▶ **Aim of the exercise**
Copy the lines verbatim, beginning with the line that contains "of the patterned" and continuing through the end of the data, and only those lines.

▶ **Image-grounded pointing data**
################

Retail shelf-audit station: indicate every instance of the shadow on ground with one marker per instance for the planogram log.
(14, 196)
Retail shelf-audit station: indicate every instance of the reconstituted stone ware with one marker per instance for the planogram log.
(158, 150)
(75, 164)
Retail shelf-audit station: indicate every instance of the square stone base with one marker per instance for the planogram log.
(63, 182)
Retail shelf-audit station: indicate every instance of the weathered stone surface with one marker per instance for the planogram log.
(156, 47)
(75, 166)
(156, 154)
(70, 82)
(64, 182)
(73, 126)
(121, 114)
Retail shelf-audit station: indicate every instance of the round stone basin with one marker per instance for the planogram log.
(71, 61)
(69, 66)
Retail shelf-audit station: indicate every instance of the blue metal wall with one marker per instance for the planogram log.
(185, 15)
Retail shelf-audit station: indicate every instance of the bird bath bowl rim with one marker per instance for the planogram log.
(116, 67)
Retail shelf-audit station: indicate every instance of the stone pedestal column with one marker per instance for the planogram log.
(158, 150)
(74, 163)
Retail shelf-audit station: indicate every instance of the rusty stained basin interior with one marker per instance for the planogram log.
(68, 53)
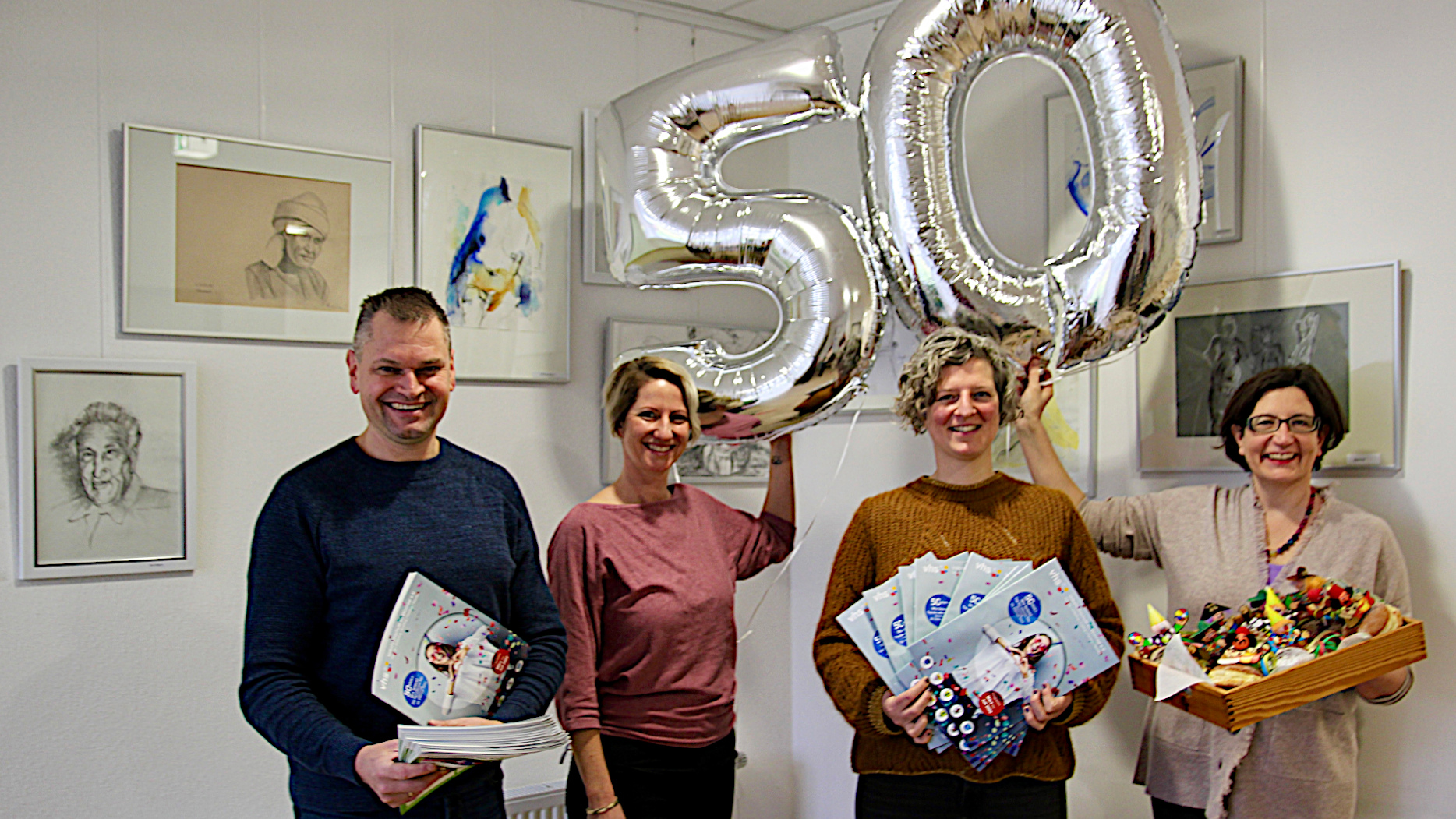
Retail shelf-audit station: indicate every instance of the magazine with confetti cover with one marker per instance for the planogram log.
(1034, 630)
(441, 658)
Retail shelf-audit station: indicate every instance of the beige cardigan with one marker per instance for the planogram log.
(1210, 542)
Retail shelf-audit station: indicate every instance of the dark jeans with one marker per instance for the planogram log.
(1169, 810)
(474, 795)
(660, 782)
(945, 796)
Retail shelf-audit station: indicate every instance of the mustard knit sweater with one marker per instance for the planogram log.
(998, 518)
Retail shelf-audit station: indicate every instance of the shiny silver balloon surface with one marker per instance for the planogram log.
(673, 223)
(1125, 273)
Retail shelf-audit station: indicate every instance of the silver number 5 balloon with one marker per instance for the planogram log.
(673, 223)
(1125, 273)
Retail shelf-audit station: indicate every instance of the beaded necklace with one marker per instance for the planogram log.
(1309, 510)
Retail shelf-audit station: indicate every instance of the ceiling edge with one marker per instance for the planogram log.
(692, 16)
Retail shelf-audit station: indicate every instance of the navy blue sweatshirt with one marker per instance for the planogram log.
(330, 552)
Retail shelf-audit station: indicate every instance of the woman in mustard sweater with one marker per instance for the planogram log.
(959, 389)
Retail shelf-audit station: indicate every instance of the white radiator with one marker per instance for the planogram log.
(546, 800)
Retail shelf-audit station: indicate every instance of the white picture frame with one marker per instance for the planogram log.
(595, 268)
(1217, 101)
(706, 460)
(1347, 322)
(107, 468)
(1217, 118)
(210, 230)
(498, 258)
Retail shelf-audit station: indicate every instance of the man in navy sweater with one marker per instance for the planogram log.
(330, 552)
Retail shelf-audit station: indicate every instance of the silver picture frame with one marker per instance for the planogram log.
(217, 231)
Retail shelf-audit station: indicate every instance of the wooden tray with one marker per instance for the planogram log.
(1279, 693)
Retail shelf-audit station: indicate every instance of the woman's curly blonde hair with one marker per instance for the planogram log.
(949, 347)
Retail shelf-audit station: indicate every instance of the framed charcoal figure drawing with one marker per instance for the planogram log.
(493, 242)
(255, 240)
(108, 468)
(706, 460)
(1345, 322)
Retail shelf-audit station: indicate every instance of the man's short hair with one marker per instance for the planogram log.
(951, 347)
(124, 424)
(627, 380)
(408, 305)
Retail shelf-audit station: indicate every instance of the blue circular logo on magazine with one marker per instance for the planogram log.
(415, 688)
(1024, 609)
(935, 609)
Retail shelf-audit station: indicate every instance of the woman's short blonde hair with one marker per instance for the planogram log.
(949, 347)
(627, 380)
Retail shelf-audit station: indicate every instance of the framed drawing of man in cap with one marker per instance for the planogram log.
(243, 239)
(261, 240)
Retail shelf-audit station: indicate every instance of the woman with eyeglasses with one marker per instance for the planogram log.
(1221, 545)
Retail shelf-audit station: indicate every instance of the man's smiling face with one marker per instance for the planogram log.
(404, 376)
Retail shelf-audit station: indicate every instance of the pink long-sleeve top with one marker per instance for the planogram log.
(647, 595)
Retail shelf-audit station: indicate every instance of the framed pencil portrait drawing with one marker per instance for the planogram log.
(108, 468)
(253, 240)
(493, 242)
(1345, 322)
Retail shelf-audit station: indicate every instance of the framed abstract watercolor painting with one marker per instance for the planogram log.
(493, 242)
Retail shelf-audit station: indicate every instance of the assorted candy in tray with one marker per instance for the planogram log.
(984, 633)
(1273, 630)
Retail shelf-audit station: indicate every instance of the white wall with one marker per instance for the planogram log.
(1343, 164)
(118, 697)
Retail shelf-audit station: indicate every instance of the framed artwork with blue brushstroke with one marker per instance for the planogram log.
(493, 233)
(1216, 94)
(1217, 112)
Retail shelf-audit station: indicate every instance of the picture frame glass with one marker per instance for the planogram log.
(253, 240)
(107, 468)
(493, 240)
(1345, 322)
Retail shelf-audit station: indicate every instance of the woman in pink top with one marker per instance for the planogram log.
(644, 575)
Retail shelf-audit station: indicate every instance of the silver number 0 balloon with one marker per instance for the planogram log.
(1125, 273)
(673, 223)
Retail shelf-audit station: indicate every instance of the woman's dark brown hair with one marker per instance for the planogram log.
(1327, 408)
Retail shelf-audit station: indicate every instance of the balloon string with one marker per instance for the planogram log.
(804, 535)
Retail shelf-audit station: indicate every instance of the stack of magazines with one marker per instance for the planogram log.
(478, 743)
(441, 659)
(984, 633)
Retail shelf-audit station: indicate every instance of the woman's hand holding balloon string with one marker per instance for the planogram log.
(1036, 446)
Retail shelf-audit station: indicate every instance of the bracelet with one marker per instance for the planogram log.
(615, 802)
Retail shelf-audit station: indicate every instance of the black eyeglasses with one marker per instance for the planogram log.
(1298, 424)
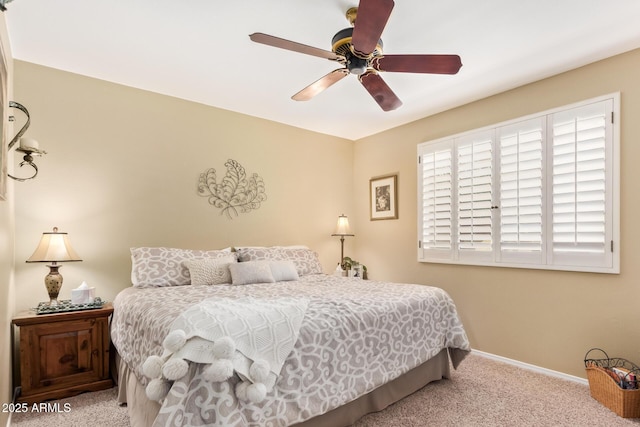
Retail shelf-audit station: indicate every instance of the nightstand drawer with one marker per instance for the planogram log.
(63, 354)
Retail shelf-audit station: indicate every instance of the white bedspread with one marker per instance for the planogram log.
(355, 336)
(251, 337)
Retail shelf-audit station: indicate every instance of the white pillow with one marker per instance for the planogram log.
(151, 266)
(210, 271)
(245, 273)
(283, 271)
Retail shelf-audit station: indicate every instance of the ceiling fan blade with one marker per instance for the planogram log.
(435, 64)
(380, 91)
(370, 22)
(321, 84)
(294, 46)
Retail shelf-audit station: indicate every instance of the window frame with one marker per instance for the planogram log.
(545, 259)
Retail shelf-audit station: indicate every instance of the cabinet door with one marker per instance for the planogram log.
(63, 354)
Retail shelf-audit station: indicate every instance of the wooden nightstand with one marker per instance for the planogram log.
(63, 354)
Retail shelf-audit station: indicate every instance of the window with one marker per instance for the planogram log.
(536, 192)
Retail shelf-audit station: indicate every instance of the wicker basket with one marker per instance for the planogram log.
(603, 388)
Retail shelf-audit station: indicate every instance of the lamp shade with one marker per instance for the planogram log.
(342, 228)
(54, 247)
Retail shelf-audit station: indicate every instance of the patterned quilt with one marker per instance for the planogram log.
(356, 335)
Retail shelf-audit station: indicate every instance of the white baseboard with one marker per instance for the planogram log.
(531, 367)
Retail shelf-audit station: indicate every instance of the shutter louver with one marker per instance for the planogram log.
(579, 185)
(474, 163)
(521, 215)
(437, 200)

################

▶ **Solution**
Retail shelf-audit station: indicate every instance of the patterned quilt with one marker per instance for the planogram log.
(356, 335)
Retail shelf-audit station: indicate every instance of the white baseboard with one marker per instance for the planogram log.
(531, 367)
Retail shelf-audit station: indicate every instance of the shutter louver with one marker per instance for the planogram log.
(579, 185)
(474, 163)
(521, 215)
(437, 200)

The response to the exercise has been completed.